BEGIN

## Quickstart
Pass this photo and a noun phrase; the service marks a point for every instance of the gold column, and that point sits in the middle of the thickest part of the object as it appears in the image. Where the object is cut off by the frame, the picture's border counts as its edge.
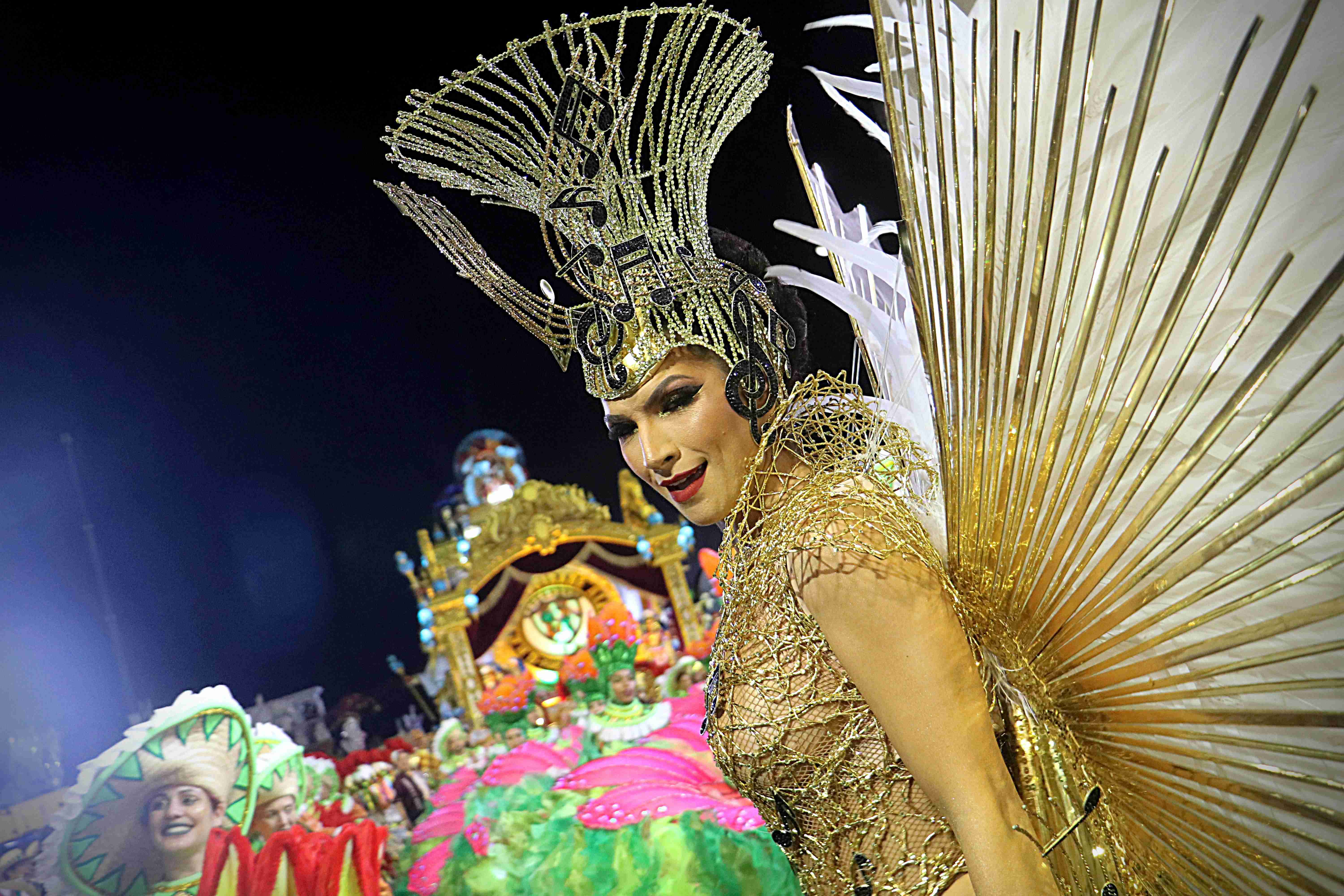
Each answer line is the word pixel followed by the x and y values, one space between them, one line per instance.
pixel 669 557
pixel 451 641
pixel 451 625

END

Work required: Rewrite all of the rows above, putting "occurrence" wherever "instance" appears and keeping everything else the same. Leave out the pictures.

Answer in full:
## Quickstart
Pass this photo and a noun phrase; the service marks a point for every occurrence of the gold column, and that point sits in the middle of the thickest part of the object as it appears in the image. Where the object is cut off by the frame, the picture's border counts as its edge.
Each answer line is the word pixel followed by the x and y values, one space between them, one line per occurrence.
pixel 669 557
pixel 451 641
pixel 451 625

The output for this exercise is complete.